## EXERCISE OBJECTIVE
Count the lines of the records that contain the string "tile", treating uppercase and lowercase letters as different, and give only that number.

## RECORDS SHOWN
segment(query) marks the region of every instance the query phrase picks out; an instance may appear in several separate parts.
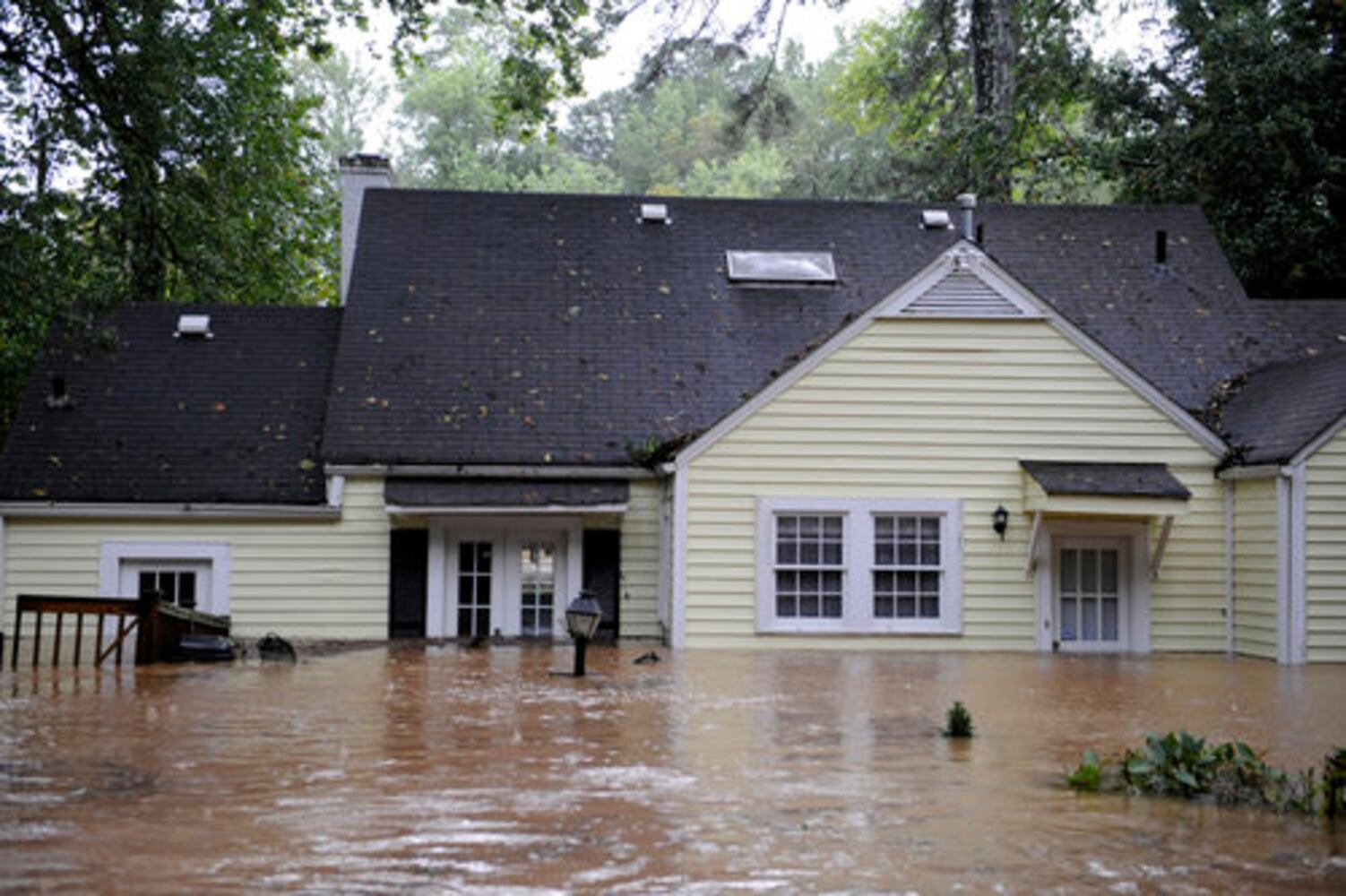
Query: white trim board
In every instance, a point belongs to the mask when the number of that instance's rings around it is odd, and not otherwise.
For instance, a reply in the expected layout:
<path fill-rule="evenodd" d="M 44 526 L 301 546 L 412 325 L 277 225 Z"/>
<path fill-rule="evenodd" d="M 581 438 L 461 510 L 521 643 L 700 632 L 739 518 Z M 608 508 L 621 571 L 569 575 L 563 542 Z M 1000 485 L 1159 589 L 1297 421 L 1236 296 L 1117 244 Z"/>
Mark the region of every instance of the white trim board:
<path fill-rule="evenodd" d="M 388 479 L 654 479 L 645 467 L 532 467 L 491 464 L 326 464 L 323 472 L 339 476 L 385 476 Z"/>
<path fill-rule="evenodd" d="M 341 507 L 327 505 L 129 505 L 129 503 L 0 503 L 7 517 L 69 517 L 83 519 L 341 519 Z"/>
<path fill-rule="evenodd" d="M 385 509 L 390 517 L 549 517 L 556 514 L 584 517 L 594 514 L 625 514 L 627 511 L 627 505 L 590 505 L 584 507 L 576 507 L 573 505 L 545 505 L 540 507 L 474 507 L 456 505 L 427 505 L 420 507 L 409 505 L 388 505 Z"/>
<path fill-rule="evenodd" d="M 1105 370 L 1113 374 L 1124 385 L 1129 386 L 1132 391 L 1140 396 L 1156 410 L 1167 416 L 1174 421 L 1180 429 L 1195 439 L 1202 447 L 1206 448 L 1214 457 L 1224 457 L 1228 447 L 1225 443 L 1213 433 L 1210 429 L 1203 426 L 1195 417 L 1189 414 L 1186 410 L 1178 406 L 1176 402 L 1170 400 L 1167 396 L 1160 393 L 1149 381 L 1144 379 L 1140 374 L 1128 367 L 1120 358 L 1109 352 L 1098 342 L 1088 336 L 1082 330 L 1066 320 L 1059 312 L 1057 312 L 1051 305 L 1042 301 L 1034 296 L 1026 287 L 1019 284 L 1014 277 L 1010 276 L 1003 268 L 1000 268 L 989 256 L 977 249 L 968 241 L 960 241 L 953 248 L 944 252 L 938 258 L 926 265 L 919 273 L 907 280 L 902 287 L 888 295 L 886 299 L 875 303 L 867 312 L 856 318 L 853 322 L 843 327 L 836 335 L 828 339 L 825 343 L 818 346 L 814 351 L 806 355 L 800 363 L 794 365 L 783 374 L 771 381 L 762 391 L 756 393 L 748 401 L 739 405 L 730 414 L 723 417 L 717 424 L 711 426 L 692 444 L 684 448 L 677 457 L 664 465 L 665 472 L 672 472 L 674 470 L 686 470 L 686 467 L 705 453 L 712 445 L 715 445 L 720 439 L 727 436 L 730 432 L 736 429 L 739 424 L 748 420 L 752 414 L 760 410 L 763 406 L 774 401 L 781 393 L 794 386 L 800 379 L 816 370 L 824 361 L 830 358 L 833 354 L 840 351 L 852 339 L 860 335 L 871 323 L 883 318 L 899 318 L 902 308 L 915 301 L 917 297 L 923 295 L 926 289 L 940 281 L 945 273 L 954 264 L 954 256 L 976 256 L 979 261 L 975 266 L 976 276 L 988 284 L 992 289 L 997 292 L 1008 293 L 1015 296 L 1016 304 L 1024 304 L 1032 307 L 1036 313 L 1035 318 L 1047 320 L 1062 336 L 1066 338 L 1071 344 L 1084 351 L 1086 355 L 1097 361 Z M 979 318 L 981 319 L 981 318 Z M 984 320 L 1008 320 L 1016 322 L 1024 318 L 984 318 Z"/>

---

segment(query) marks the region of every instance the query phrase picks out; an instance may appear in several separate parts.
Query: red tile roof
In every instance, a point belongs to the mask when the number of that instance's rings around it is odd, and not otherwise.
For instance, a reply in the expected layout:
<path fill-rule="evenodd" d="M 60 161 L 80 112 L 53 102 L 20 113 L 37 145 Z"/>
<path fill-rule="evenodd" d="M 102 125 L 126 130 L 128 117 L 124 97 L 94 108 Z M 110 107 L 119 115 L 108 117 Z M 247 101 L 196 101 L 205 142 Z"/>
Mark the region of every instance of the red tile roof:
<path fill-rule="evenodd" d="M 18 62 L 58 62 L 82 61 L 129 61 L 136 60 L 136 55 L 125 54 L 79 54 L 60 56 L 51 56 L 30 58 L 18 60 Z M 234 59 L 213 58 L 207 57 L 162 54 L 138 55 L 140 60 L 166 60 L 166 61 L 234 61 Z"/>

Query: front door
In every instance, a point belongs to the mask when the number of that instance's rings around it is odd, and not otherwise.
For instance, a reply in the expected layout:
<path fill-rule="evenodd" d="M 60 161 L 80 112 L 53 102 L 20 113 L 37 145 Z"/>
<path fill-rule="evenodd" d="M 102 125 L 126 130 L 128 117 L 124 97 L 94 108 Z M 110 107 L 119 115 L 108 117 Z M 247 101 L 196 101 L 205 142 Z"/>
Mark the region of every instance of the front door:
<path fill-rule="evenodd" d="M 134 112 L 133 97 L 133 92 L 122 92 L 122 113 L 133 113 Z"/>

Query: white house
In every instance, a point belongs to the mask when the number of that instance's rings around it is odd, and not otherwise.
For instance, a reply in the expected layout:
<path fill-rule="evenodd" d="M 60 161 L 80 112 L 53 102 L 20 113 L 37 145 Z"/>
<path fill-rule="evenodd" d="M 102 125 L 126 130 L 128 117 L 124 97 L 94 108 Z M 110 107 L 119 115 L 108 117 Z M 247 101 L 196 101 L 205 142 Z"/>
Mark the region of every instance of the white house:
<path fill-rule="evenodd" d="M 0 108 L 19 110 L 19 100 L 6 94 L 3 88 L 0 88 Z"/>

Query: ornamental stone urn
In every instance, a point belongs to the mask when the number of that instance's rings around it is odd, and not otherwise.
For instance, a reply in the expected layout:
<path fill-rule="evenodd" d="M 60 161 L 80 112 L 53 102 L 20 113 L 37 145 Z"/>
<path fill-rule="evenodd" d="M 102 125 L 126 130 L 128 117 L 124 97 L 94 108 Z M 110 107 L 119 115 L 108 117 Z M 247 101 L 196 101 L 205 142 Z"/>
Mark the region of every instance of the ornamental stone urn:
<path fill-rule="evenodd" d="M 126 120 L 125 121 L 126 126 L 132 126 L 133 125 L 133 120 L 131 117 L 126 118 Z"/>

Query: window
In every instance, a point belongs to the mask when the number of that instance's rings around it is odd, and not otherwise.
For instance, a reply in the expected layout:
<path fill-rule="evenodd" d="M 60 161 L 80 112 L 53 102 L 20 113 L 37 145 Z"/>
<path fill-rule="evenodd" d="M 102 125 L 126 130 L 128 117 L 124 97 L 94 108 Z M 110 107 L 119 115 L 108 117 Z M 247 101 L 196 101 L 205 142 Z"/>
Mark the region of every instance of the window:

## ANSWER TO THE EXERCISE
2